* SELECTED EXTRACT
::::::

Australia’s biggest conference for community leaders, Communities in Control, has set a new challenge to define the soul of our nation.
Each May, nearly 1000 delegates gather in Melbourne and online to seek inspiration and knowledge from the nation’s most progressive thinkers, activists, artists and entertainers at Our Community’s annual conference.
An event unlike any other, this conference looks at the big picture and sets a path for positive social change.
In 2023, the May 29–30 event will celebrate its 21st anniversary, featuring a program that includes:
- Craig Foster, former Socceroo, broadcaster and human rights activist, presenting the annual Joan Kirner Social Justice Oration, on the power of sport to make the world a better place
- Marlikka Perdrisat, a First Nations digital storyteller and researcher, explaining how a better understanding of Indigenous languages will protect our future
- Professor Julianne Schultz AM, media expert and academic, exploring whether the nation is holding onto an egalitarian ethos or retreating into selfishness, and how our country can realise her full potential
- Antoinette Lattouf, diversity advocate, explaining “how to lose friends and influence white people” when championing change and racial equality
- Holly Ransom, leadership expert, who spells out what community sector advocates can do to embrace their power
- Emma Dawson, the executive director of left-wing think tank Per Capita, revealing findings from Per Capita’s new inequality index
- Dr Lachlan McIver, a global health and environmental advocate, on the real costs of medical care in a world hit by climate change, war and epidemics
- Professor Cynthia Mitchell, who brings together her knowledge of biotechnology and ethics to explore the power of Indigenous thinking to save our environment
- Dr Michelle Lim on what she’s learnt about how we can end loneliness
- Dr Anjalee de Silva, who grapples with the free speech conundrum and what can be done to combat hate and anger on the internet
- Dr Simon Longstaff AO, leading ethicist, on the role of ethics in curing the “blindness” that leads good people to do bad things
- Melissa Neighbour and Rebecca Maklad, futurists, who examine the role of optimists in creating a future that we want.

::::::

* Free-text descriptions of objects
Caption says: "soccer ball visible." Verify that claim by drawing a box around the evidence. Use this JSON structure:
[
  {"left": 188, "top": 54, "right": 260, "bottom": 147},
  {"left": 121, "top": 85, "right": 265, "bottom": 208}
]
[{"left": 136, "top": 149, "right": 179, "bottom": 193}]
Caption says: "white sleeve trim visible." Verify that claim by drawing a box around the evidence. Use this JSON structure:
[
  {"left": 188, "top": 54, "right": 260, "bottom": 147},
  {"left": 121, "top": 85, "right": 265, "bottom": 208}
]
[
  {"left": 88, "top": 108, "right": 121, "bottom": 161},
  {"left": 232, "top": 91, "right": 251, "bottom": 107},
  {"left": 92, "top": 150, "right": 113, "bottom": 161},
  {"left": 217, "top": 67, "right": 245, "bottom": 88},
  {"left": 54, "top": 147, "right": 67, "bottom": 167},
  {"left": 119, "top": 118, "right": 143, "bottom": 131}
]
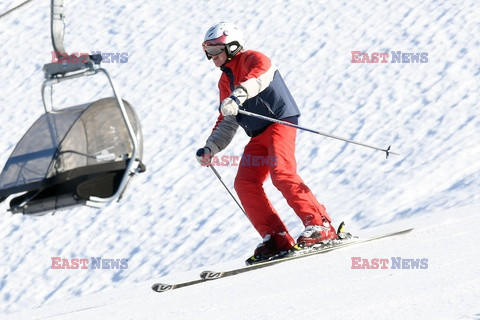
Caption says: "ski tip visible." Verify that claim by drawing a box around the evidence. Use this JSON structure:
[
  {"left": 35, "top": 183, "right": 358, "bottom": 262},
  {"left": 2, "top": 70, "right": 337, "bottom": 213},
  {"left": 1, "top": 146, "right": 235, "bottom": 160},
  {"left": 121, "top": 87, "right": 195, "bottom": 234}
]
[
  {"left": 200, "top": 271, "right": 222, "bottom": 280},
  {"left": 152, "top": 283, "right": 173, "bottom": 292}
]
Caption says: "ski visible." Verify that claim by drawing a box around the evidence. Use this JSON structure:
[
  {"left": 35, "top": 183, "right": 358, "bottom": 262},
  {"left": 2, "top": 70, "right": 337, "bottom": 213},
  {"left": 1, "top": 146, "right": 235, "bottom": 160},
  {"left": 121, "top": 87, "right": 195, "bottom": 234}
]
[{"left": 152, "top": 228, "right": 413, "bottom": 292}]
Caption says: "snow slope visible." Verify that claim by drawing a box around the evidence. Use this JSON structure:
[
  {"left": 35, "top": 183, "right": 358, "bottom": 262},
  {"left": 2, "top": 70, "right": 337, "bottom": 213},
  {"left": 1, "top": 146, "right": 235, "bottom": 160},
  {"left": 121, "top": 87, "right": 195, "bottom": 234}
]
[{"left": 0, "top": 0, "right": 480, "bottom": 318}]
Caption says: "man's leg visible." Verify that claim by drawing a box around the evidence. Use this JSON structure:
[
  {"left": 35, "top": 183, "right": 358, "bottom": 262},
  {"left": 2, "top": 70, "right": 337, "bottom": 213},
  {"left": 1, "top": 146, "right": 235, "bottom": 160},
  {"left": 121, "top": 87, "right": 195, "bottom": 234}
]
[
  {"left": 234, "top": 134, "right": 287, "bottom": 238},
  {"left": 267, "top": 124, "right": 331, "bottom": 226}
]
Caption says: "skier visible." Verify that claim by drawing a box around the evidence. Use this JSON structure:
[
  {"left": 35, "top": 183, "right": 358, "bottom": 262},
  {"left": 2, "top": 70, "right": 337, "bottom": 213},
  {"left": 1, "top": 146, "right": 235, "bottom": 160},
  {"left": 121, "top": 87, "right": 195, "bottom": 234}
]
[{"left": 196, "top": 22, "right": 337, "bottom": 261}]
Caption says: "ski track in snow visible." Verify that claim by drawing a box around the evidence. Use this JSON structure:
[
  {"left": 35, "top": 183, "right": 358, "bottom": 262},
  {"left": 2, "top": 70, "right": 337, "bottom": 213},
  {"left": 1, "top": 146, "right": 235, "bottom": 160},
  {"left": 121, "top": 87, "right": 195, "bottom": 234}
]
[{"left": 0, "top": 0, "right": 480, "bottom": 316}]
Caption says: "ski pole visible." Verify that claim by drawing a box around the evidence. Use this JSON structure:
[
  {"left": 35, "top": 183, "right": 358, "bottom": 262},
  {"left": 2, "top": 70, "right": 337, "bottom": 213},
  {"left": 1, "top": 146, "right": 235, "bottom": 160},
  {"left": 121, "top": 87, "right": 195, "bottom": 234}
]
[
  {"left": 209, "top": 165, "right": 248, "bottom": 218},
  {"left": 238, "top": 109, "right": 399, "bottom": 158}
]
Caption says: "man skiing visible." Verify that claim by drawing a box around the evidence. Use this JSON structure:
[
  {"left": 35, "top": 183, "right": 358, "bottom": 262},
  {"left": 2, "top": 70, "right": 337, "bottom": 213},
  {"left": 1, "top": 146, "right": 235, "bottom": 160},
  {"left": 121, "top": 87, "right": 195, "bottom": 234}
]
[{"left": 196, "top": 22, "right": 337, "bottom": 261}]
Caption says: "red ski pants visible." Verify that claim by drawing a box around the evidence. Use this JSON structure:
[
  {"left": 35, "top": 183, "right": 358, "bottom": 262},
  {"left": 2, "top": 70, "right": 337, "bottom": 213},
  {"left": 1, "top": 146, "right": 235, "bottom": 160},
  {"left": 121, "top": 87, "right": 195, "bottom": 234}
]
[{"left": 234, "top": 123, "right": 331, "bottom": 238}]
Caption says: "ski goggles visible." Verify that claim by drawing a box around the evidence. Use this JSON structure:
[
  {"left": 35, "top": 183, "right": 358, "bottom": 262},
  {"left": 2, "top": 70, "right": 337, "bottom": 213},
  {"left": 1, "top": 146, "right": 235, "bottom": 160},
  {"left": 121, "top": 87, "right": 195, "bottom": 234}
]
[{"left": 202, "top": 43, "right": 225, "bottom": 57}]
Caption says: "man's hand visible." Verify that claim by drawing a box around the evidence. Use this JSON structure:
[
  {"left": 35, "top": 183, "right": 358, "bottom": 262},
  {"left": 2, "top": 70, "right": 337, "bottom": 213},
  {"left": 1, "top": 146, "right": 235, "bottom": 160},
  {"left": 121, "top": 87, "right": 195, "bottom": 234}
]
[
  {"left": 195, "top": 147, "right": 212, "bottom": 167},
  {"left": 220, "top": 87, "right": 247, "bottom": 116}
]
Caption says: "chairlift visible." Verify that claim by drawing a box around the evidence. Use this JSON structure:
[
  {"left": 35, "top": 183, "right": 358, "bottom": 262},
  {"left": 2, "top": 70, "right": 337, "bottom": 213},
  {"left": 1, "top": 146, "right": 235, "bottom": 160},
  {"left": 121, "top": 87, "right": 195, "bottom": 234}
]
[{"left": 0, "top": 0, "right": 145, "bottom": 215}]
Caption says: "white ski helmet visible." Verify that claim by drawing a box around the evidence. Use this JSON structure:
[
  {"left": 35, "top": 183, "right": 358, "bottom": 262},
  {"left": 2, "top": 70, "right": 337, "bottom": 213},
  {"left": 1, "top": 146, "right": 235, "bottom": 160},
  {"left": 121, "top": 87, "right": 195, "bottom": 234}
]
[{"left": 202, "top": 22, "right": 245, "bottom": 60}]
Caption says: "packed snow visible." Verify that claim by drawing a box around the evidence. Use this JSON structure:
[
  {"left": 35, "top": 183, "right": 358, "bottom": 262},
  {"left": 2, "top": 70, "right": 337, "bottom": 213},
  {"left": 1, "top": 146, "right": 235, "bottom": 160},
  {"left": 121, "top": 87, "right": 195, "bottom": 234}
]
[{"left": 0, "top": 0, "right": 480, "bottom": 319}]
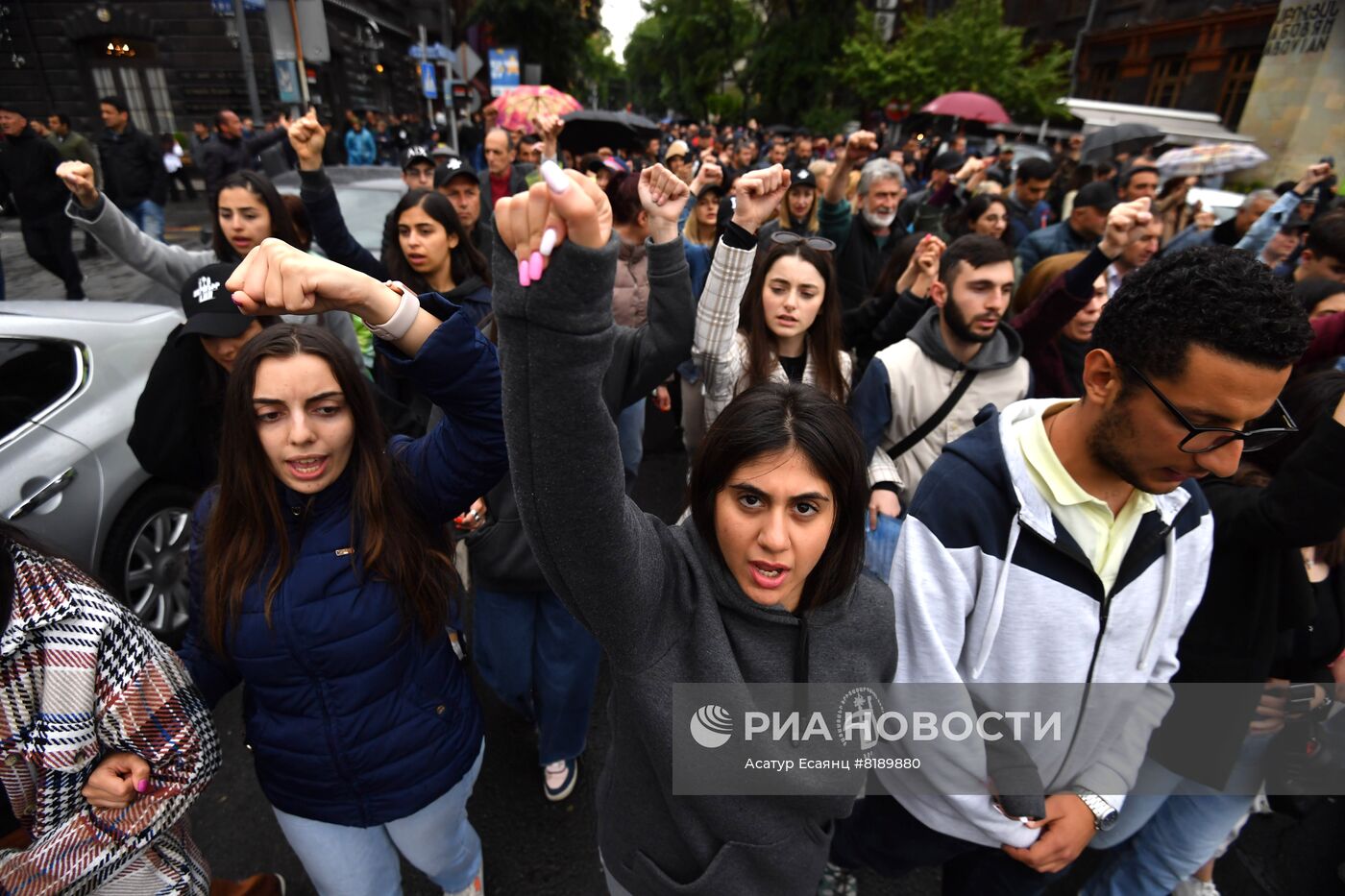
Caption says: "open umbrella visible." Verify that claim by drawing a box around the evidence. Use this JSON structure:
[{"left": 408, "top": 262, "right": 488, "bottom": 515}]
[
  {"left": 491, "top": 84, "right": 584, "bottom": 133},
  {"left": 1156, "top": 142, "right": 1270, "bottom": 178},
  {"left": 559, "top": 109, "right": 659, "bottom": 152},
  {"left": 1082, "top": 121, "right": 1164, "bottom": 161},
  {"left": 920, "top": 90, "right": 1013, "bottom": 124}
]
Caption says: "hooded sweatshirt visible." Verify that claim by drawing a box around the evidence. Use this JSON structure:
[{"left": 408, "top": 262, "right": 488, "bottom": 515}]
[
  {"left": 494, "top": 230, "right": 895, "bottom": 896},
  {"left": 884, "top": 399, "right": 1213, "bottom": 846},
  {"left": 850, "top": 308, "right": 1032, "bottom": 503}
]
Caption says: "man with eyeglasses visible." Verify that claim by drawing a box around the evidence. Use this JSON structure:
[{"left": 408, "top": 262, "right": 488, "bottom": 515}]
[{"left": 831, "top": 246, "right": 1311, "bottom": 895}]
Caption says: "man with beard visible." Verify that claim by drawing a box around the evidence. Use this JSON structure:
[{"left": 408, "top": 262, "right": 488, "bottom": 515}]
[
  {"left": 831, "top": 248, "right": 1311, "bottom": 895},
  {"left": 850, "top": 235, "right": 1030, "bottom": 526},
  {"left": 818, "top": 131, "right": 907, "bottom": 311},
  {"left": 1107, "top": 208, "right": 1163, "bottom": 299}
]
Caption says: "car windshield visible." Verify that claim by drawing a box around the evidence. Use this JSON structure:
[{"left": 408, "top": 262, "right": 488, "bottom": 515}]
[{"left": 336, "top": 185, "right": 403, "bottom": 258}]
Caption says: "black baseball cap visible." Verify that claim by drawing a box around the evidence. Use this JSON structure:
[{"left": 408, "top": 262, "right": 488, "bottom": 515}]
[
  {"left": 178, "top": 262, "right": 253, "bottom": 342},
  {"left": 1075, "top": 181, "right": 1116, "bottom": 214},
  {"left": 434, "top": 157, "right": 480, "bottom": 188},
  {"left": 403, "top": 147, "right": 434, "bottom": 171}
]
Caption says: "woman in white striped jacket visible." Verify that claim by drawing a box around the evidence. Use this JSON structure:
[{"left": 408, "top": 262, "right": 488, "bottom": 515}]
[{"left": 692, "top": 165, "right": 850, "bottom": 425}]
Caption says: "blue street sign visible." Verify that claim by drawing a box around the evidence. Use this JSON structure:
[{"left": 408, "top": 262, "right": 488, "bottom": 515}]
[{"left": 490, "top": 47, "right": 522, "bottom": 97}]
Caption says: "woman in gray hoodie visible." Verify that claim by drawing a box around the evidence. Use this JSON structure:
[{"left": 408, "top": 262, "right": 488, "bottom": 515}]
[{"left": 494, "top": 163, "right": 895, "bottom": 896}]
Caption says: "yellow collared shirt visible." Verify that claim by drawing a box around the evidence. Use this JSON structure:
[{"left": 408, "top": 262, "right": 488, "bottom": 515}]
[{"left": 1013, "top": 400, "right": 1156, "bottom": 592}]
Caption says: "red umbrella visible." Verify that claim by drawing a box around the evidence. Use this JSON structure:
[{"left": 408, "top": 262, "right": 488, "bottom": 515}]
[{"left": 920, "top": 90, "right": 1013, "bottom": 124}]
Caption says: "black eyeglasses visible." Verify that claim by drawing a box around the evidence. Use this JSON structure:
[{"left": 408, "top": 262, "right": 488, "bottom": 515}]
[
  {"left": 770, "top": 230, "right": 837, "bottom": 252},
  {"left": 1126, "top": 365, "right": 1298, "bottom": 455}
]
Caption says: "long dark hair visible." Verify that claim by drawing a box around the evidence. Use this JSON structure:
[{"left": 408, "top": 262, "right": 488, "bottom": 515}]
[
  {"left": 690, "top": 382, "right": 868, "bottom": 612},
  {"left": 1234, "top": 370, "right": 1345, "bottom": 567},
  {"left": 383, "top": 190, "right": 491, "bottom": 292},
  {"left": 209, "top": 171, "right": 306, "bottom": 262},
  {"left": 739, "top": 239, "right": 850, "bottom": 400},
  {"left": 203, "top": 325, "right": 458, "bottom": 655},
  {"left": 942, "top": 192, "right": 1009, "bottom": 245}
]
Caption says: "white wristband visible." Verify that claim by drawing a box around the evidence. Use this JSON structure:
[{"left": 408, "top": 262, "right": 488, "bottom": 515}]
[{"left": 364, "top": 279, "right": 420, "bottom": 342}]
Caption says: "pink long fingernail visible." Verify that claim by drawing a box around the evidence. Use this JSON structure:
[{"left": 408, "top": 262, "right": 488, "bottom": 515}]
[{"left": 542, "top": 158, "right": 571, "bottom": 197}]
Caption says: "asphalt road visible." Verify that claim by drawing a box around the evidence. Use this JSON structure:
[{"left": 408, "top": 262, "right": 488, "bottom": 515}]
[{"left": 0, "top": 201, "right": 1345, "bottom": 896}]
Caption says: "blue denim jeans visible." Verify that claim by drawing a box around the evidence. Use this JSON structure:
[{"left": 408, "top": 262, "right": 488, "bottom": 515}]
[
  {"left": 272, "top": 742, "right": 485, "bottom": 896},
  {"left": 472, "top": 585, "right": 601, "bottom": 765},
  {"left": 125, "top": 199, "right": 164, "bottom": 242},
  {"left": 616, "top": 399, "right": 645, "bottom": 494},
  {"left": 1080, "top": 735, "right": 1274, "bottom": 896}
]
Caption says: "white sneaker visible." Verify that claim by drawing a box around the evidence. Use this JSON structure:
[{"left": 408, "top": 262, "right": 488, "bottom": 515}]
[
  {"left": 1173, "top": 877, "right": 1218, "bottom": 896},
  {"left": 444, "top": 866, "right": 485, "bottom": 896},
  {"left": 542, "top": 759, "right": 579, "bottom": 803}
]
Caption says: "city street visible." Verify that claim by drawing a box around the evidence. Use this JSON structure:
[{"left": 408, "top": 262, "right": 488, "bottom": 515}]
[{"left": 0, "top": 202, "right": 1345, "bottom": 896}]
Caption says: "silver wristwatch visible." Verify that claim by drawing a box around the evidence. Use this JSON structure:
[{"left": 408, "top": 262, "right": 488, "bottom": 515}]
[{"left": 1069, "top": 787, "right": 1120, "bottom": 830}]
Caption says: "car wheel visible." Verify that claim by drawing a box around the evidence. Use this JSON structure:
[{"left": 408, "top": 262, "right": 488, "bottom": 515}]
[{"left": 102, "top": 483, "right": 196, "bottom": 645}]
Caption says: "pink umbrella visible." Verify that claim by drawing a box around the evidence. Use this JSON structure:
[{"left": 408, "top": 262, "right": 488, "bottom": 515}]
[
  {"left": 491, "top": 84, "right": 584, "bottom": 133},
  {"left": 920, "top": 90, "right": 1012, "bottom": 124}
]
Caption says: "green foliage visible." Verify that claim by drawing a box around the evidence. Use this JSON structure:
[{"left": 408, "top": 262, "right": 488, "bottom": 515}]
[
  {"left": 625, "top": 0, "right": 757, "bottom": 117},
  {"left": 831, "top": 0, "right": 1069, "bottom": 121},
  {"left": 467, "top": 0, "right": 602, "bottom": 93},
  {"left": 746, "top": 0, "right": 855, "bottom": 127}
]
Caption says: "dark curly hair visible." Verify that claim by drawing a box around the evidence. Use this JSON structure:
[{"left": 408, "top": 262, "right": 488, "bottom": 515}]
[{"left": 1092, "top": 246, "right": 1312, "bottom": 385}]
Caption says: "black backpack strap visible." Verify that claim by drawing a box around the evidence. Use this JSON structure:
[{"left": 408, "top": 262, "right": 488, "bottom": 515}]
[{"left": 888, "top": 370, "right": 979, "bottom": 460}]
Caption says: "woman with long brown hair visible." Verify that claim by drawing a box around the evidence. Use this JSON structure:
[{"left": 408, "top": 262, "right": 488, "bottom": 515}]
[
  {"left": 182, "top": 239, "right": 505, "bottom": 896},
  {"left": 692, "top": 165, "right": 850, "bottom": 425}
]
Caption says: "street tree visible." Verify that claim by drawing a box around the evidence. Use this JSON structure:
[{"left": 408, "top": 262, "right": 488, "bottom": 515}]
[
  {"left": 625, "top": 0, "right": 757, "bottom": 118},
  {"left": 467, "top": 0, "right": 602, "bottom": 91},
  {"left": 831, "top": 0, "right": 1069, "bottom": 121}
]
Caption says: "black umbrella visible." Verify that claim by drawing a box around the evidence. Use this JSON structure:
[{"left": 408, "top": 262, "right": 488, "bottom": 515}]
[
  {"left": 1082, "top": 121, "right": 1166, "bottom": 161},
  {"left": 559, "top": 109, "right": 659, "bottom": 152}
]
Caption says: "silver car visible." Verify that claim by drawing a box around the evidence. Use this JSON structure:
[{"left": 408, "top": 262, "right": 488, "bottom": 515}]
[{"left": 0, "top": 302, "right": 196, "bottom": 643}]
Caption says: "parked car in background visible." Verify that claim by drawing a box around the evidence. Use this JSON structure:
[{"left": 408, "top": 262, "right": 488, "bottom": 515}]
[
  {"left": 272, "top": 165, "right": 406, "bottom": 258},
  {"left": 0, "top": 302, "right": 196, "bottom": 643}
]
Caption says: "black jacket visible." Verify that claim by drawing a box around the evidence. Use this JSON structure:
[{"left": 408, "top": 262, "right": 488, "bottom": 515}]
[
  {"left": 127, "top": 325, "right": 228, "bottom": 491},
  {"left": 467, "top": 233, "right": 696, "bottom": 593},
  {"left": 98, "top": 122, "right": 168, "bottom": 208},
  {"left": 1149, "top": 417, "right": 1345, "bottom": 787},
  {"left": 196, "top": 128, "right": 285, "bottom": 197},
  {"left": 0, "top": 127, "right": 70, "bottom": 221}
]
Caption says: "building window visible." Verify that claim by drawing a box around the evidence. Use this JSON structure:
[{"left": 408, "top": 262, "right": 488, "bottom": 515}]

::::::

* CHECK YOUR UNDERSTANDING
a. Translate this sentence from the Communities in Control text into Spanish: "An event unlike any other, this conference looks at the big picture and sets a path for positive social change."
b. Extend the Communities in Control text beyond its last sentence.
The records have no connection to the Communities in Control text.

* ANSWER LIST
a. Un evento sin igual, esta conferencia contempla el panorama general y traza un camino hacia un cambio social positivo.

b.
Last year’s event came two days after a federal election that rocked Australian politics. This year’s will witness a renewed determination to make the most of a new political environment.
The theme of “a search for the soul of the nation” is timely early in the year that will determine whether Australia adopts a Voice to Parliament for First Nations people.
The annual networking and professional development event will give delegates the chance to mix with like-minded community leaders, and, like thousands before them, to act with greater conviction and capability, equipped with the tools and the inspiration they need to make a difference.
Conference organiser and Our Community group managing director Denis Moriarty said the two-day community leadership conference was his favourite time of year, when delegates sought solutions where other events left audiences bewildered by facts.
“This is the only Australian conference where community leaders can meet the thinkers and doers who have shown how social change can happen.
“This is where social progressives like me can build our agendas to end racism, create equality, address climate change and forge a nation built on social justice.
“Every year, we urge delegates to go and change the world. Past delegates are doing just that, but there’s so much more unfinished business.”